• _WORK INSTRUCTION_: Retype the full listing without altering anything.

• _RECORD SET_:
= Beginning of Section =

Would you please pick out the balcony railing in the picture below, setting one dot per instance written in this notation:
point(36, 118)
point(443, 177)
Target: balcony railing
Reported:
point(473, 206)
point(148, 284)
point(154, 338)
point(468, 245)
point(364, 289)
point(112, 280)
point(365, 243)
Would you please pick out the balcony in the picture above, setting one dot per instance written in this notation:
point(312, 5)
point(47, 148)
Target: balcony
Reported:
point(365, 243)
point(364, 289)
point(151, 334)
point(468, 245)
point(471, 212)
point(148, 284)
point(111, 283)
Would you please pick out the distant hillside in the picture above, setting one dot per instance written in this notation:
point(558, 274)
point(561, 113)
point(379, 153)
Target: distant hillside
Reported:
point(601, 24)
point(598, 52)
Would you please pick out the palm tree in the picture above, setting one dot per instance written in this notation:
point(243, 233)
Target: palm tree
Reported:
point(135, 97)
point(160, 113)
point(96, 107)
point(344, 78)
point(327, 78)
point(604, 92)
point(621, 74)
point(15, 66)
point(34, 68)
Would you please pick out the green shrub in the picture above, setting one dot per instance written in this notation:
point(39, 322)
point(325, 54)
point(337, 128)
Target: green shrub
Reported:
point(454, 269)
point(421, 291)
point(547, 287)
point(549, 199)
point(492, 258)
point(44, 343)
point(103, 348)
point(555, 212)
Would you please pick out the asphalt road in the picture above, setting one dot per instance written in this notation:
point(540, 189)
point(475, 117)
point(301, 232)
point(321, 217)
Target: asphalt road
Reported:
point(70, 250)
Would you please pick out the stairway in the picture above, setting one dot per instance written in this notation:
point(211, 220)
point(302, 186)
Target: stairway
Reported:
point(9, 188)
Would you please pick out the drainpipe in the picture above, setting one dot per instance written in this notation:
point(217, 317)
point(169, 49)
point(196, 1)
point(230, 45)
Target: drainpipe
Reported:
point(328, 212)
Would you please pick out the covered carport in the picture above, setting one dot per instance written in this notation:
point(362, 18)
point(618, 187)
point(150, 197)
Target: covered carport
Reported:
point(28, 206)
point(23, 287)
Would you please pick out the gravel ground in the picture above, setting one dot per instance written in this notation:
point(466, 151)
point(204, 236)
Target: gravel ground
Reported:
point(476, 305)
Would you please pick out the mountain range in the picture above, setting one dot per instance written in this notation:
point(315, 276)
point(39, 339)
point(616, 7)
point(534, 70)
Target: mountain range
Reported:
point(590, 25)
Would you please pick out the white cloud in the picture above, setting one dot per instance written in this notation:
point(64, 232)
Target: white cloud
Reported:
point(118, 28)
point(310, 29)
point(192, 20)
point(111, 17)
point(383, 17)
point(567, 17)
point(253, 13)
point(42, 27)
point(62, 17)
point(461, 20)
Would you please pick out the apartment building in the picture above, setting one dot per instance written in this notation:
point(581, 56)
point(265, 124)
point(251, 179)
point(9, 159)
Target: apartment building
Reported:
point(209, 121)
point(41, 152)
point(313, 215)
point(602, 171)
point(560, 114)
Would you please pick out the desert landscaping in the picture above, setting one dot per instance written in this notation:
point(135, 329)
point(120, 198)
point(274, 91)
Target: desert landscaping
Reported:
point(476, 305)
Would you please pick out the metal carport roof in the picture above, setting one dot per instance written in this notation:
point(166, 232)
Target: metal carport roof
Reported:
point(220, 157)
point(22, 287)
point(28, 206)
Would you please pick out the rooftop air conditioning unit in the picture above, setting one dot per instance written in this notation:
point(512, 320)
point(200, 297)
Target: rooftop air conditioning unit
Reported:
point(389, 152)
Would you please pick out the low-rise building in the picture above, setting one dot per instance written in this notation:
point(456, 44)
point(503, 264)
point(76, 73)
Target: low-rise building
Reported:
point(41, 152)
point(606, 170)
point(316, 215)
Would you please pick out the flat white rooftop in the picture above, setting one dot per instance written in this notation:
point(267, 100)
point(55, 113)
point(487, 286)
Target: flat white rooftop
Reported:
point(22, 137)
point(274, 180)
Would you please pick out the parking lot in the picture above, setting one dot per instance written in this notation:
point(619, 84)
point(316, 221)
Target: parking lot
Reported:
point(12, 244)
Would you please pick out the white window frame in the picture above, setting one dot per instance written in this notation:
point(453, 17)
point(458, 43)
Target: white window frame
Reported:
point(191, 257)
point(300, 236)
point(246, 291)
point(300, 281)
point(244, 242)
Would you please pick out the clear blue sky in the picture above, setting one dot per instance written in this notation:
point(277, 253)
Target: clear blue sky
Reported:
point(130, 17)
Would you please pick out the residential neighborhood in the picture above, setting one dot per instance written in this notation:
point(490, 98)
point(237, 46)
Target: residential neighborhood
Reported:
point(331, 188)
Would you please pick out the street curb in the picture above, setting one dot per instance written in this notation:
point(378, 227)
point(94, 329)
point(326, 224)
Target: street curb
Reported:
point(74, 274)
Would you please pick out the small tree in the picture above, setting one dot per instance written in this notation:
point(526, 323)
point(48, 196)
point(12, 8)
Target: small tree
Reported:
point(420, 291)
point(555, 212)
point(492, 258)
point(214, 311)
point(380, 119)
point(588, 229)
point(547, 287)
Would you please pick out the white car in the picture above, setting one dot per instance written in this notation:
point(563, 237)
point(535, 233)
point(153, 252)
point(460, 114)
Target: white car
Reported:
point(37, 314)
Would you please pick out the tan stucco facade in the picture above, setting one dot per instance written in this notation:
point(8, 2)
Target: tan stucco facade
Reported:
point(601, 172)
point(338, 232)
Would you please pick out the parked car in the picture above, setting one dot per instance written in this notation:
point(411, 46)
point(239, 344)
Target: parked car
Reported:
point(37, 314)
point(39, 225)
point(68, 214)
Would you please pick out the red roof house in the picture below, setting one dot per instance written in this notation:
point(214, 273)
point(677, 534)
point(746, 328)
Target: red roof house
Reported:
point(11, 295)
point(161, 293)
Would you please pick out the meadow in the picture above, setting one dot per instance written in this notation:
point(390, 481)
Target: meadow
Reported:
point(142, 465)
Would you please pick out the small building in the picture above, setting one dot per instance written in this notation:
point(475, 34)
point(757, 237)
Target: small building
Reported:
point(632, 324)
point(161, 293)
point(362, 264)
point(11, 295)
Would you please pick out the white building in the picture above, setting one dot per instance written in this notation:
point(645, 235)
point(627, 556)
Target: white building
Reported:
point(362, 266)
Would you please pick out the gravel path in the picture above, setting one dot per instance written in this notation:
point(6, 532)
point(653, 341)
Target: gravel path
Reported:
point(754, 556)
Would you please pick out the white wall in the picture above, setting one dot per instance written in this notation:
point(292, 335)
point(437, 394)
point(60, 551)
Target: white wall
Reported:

= End of Section =

• _RESULT BELOW_:
Would you please pick out the balcony railing in the picture below, setting one dot per instance written in this notation:
point(36, 118)
point(443, 177)
Target: balcony railing
Reported:
point(473, 206)
point(148, 284)
point(154, 338)
point(468, 245)
point(364, 289)
point(112, 280)
point(365, 243)
Would you please pick out the balcony in the picture above, setting one dot per instance written in this notation:
point(312, 5)
point(47, 148)
Target: balcony
Reported:
point(365, 243)
point(364, 289)
point(151, 334)
point(468, 245)
point(471, 212)
point(148, 284)
point(111, 283)
Would you please pick out the distant hillside in the picture above, setting one dot per instance written in this notation:
point(558, 274)
point(561, 113)
point(379, 153)
Target: distant hillside
Reported:
point(601, 24)
point(598, 52)
Would you please pick out the palm tree in the picture above, setting one dot per instance written in this notation:
point(243, 233)
Target: palm tree
Reported:
point(135, 97)
point(160, 113)
point(96, 107)
point(344, 78)
point(327, 78)
point(604, 92)
point(621, 74)
point(15, 66)
point(34, 68)
Would you please pick out the green shrub in the picture above, setting one dot per instance written in this notation:
point(39, 322)
point(325, 54)
point(337, 128)
Target: green shrub
Reported:
point(454, 269)
point(421, 291)
point(547, 287)
point(549, 199)
point(492, 258)
point(44, 343)
point(103, 348)
point(555, 212)
Would you please pick out the asphalt road in the picture above, setting one dot per instance written in this notation:
point(540, 189)
point(475, 117)
point(301, 232)
point(321, 217)
Target: asphalt road
Reported:
point(70, 250)
Would you please pick out the stairway in the picture above, setting one dot per instance written in this notation:
point(211, 220)
point(302, 186)
Target: stairway
Reported:
point(9, 188)
Would you please pick out the drainpipe in the picture above, setting one dot per instance written in this notation:
point(217, 317)
point(169, 49)
point(196, 1)
point(230, 45)
Target: drainpipe
Reported:
point(328, 212)
Would you please pick out the covered carport in the picture above, setting one dot per instance written in this notation:
point(362, 18)
point(618, 187)
point(150, 197)
Target: covered carport
Reported:
point(28, 206)
point(23, 287)
Would you please pick out the gravel ground in the picture above, setting one dot per instance written in this notation:
point(466, 151)
point(204, 236)
Target: gravel ground
Reported:
point(476, 305)
Would you please pick out the mountain range in the picture above, setting one dot per instance written in this notation:
point(315, 276)
point(39, 339)
point(616, 7)
point(534, 70)
Target: mountain range
Reported:
point(590, 25)
Would you please pick out the white cloud in the picture above, setting one dot per instance written in this notation:
point(64, 232)
Target: white cloud
Reported:
point(118, 28)
point(310, 29)
point(192, 20)
point(111, 17)
point(383, 17)
point(567, 17)
point(253, 13)
point(42, 27)
point(62, 17)
point(461, 20)
Would you please pick out the apartment building in the picture above, setting one dot per instance written in this notation:
point(581, 56)
point(265, 124)
point(251, 179)
point(9, 159)
Target: apartment building
Reported:
point(209, 121)
point(41, 152)
point(313, 215)
point(602, 171)
point(560, 114)
Would you please pick out the desert landscaping in the picture above, setting one dot per instance written in this notation:
point(135, 329)
point(120, 198)
point(274, 91)
Target: desert landscaping
Reported:
point(476, 305)
Would you please pick out the metal carport roof in the picture above, setting one dot per instance written in this notation:
point(166, 232)
Target: metal carport roof
Reported:
point(220, 157)
point(22, 287)
point(28, 206)
Would you please pick out the rooftop air conditioning unit in the picture above, setting one dot per instance written in this notation:
point(512, 320)
point(200, 297)
Target: rooftop air conditioning unit
Reported:
point(389, 152)
Would you please pick out the low-rise building in the picture above, setting one dot per instance written in this notation:
point(456, 44)
point(503, 264)
point(76, 73)
Target: low-rise building
Reported:
point(41, 152)
point(606, 170)
point(316, 215)
Would you please pick out the flat white rooftop in the picture above, setting one dot per instance written in this notation:
point(267, 100)
point(55, 113)
point(487, 286)
Target: flat white rooftop
Reported:
point(22, 137)
point(274, 180)
Would you please pick out the parking lot in the picture above, setting one dot per instance written in this notation:
point(619, 84)
point(316, 221)
Target: parking lot
Reported:
point(12, 244)
Would you please pick out the white window frame in the picture above, setting one dot per instance written in this notation:
point(453, 17)
point(458, 43)
Target: white window frame
Reported:
point(191, 257)
point(300, 236)
point(246, 291)
point(300, 281)
point(244, 242)
Would you please pick out the clear blue sky in the picture above, setting one dot per instance written in this notation:
point(277, 253)
Target: clear blue sky
Reported:
point(130, 17)
Would you please pick out the residential neighborhood in the picture above, setting one dot per instance written in this notation:
point(490, 98)
point(237, 46)
Target: residential neighborhood
Reported:
point(331, 188)
Would you please pick out the street curb in the picture above, setting one dot per instance written in this notation:
point(378, 227)
point(94, 329)
point(326, 224)
Target: street curb
Reported:
point(74, 274)
Would you please pick out the small tree in the picture above, setting one dot per instance written in this notation:
point(526, 323)
point(48, 196)
point(12, 8)
Target: small tree
Reported:
point(420, 291)
point(555, 212)
point(492, 258)
point(214, 311)
point(380, 119)
point(588, 229)
point(547, 287)
Would you please pick out the white car in the picture above, setting one dot per instance written in this notation:
point(563, 237)
point(535, 233)
point(153, 252)
point(460, 114)
Target: white car
Reported:
point(37, 314)
Would you please pick out the tan stucco facade in the picture above, setting one dot per instance written in this notation:
point(8, 2)
Target: tan stucco facade
Reported:
point(601, 172)
point(338, 232)
Would you please pick out the parked car in the picture above, setting one dot per instance written in this notation:
point(411, 46)
point(239, 344)
Target: parked car
Reported:
point(37, 314)
point(39, 225)
point(68, 214)
Would you please pick out the red roof house in the picture below, setting one dot per instance written in this notation:
point(214, 273)
point(677, 534)
point(746, 328)
Target: red roof house
Reported:
point(11, 295)
point(161, 293)
Would you please pick out the meadow in the picture above, setting one dot per instance written in this notation:
point(390, 481)
Target: meadow
Reported:
point(142, 465)
Would you please pick out the small building in the picture above, setting one dot per instance written in this notation:
point(475, 34)
point(757, 237)
Target: small building
Reported:
point(632, 324)
point(161, 293)
point(362, 264)
point(11, 295)
Would you please pick out the white building in the picture above, setting one dot per instance written in this notation:
point(645, 235)
point(627, 556)
Target: white building
Reported:
point(362, 266)
Would you please pick out the gravel path in the picture above, setting one dot per instance written in this notation:
point(6, 532)
point(653, 341)
Target: gravel path
Reported:
point(754, 556)
Would you please pick out the white wall in the picture above, setting one dot per instance written in this notation:
point(292, 335)
point(437, 394)
point(60, 551)
Target: white wall
Reported:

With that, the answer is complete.